I'm gonna try this! Without telling anyone, I mean, here in Italy they could skin me for such an heresy...


----------



## justplainbill (Sep 21, 2011)

My grandfather, Rinaldo, liked his pesto that way.


----------



## Luca Lazzari (Sep 21, 2011)

justplainbill said:


> My grandfather, Rinaldo, liked his pesto that way.



Now I HAVE to try it.


----------



## merstar (Sep 21, 2011)

I mix the cream cheese with chopped smoked salmon, spread it on  small pumpernickel rounds, and top it with finely chopped sweet onion. Makes a great appetizer.


----------



## purple.alien.giraffe (Sep 21, 2011)

It's good melted with basil, oregano, garlic, a little balsamic and some asiago. It can be put over pasta and veggies.

I also like to add a little to garlic mashed redskins (skin on!) with a little sausage crumbled in.


----------



## jusnikki (Sep 21, 2011)

Are you talking about those new sauces they've come out with? I was wondering that myself. I like philadelphia cream cheese but sometimes company's start making "extra" products it's not good.


----------



## pacanis (Sep 21, 2011)

I've only heard of Philadelphia cream cheese. They make other products? That you can get, Luca? Are you looking for uses for their cheese?


----------



## Dawgluver (Sep 21, 2011)

pacanis said:
			
		

> I've only heard of Philadelphia cream cheese. They make other products? That you can get, Luca? Are you looking for uses for their cheese?



They have a new cooking cream, which you add to casseroles and chicken dishes.  Not sure if it's available overseas yet.


----------



## Zereh (Sep 21, 2011)

This is probably blasphemy ~ but I like to add a couple tablespoons of cream cheese to my polenta at the end of the cooking time to add an extra touch of creamy richness.


----------



## pacanis (Sep 21, 2011)

Dawgluver said:


> They have a new cooking cream, which you add to casseroles and chicken dishes. Not sure if it's available overseas yet.


 
Oh yeah, I remember hearing about that now. I wonder how it's different from adding regular cream cheese. Maybe I'll look for it and try it.


----------



## Dawgluver (Sep 21, 2011)

pacanis said:
			
		

> Oh yeah, I remember hearing about that now. I wonder how it's different from adding regular cream cheese. Maybe I'll look for it and try it.



Dh brought some home awhile back.  It does add some nice richness and may have some other seasoning, but it's like runny cream cheese overall. Give it a try.


----------



## PrincessFiona60 (Sep 21, 2011)

pacanis said:


> Oh yeah, I remember hearing about that now. I wonder how it's different from adding regular cream cheese. Maybe I'll look for it and try it.



I didn't find it worth it Pacanis.  Too salty for one thing.


----------



## Luca Lazzari (Sep 22, 2011)

pacanis said:


> I've only heard of Philadelphia cream cheese. They make other products? That you can get, Luca? Are you looking for uses for their cheese?

-- Extracted material --
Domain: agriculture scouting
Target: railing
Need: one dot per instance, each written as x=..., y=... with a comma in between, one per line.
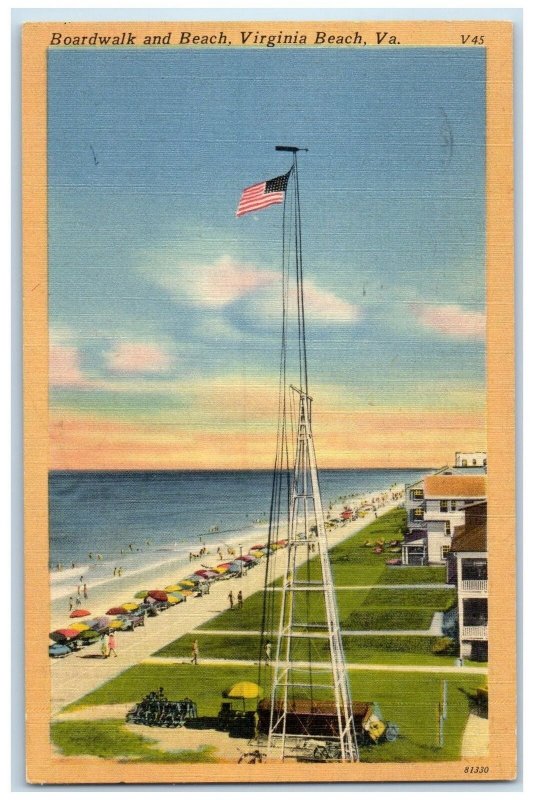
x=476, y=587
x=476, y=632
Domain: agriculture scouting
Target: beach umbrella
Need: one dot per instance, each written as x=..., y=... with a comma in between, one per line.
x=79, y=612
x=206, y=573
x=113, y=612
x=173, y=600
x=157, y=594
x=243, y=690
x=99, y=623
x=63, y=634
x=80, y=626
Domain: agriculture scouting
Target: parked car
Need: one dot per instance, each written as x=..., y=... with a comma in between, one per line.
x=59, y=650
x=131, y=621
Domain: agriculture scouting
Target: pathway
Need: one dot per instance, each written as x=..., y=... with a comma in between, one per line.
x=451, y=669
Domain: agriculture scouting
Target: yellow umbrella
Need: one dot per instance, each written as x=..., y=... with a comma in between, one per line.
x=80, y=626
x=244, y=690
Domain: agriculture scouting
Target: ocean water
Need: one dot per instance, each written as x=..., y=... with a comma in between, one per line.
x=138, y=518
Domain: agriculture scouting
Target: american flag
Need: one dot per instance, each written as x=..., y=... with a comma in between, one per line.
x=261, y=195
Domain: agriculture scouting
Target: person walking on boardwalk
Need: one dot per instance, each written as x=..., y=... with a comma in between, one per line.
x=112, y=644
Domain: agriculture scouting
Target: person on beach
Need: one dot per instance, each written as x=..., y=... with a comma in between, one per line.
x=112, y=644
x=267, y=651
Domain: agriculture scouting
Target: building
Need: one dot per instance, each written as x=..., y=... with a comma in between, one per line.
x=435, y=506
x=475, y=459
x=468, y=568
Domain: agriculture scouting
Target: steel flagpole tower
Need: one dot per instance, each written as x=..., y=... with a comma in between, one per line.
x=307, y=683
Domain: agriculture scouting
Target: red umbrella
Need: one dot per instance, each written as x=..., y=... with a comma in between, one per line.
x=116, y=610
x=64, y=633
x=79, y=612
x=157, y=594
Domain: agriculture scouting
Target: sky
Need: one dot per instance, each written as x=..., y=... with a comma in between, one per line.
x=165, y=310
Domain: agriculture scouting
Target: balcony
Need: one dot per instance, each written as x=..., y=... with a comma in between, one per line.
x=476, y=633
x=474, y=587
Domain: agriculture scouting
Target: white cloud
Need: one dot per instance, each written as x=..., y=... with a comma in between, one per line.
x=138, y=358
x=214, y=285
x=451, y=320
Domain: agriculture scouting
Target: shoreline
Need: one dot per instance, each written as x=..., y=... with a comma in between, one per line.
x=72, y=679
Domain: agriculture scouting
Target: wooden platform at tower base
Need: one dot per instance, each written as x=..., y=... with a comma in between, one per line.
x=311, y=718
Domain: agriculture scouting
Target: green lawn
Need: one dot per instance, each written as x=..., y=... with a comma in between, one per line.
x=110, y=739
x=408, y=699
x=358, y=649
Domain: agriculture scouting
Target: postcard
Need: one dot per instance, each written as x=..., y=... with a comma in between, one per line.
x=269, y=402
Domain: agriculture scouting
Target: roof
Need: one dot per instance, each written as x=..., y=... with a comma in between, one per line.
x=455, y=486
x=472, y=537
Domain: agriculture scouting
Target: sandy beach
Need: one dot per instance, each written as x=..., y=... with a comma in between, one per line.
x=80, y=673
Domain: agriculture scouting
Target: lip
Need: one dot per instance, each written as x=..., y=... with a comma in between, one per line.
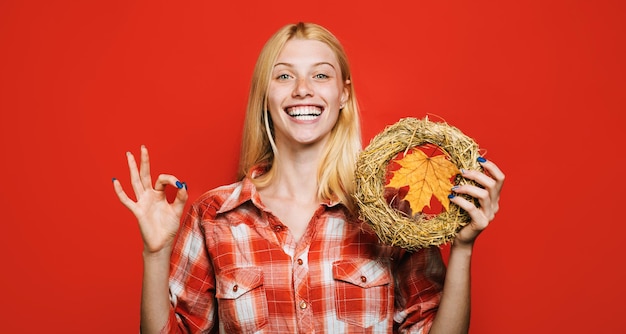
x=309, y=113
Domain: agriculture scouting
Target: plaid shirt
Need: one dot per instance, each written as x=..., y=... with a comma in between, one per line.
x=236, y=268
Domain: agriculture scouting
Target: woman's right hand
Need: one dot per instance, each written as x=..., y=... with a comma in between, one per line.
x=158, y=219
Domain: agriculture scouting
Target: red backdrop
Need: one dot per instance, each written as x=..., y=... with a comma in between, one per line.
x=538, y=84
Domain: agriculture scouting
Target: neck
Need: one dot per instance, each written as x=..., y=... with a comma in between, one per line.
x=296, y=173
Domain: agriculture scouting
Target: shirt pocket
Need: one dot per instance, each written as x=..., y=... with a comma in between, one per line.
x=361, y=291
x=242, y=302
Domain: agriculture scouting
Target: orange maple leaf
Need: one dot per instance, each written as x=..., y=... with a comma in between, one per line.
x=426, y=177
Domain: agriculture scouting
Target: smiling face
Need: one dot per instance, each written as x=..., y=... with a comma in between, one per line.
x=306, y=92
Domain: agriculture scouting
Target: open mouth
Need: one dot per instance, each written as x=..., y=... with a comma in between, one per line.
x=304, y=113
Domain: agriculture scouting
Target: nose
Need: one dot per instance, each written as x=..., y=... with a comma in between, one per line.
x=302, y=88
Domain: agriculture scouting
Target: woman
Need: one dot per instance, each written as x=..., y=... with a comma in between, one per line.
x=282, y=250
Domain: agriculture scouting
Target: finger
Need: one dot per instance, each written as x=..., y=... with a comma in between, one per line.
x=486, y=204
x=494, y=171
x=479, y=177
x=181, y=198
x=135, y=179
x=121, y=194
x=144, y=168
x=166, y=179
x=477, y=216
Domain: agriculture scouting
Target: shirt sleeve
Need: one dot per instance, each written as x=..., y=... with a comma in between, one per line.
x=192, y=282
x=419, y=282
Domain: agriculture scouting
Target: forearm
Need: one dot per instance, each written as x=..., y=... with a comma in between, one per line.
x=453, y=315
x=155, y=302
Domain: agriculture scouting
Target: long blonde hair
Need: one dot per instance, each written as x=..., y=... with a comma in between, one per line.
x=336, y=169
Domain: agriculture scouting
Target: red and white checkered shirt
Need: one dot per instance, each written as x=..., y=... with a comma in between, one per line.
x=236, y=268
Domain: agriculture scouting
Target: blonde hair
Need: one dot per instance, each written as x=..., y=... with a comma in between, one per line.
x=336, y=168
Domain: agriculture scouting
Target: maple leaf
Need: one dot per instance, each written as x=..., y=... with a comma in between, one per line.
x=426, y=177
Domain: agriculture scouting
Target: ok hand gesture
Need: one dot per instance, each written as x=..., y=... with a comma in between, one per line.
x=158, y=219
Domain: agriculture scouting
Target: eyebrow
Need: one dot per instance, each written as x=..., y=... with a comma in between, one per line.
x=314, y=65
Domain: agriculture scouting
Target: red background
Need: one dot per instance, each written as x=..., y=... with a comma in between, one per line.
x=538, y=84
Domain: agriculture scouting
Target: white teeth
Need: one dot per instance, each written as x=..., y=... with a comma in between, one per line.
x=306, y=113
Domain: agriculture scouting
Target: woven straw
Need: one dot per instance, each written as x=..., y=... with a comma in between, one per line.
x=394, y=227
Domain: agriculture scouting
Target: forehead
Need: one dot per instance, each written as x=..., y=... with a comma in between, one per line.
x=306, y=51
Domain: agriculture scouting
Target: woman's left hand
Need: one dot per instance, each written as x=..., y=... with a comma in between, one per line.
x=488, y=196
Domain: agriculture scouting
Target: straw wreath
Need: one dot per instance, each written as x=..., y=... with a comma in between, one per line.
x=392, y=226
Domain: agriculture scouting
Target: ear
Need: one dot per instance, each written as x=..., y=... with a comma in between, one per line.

-- Tasks to carry out --
1) From the cream cheese thread, print the passage starting with "I also like" and going on through "it's not good.".
2) According to the cream cheese thread, what does Zereh add a couple tablespoons of cream cheese to?

-- Task-by-task results --
1)
I also like to add a little to garlic mashed redskins (skin on!) with a little sausage crumbled in.


----------



## jusnikki (Sep 21, 2011)

Are you talking about those new sauces they've come out with? I was wondering that myself. I like philadelphia cream cheese but sometimes company's start making "extra" products it's not good.

2) Polenta, at the end of the cooking time.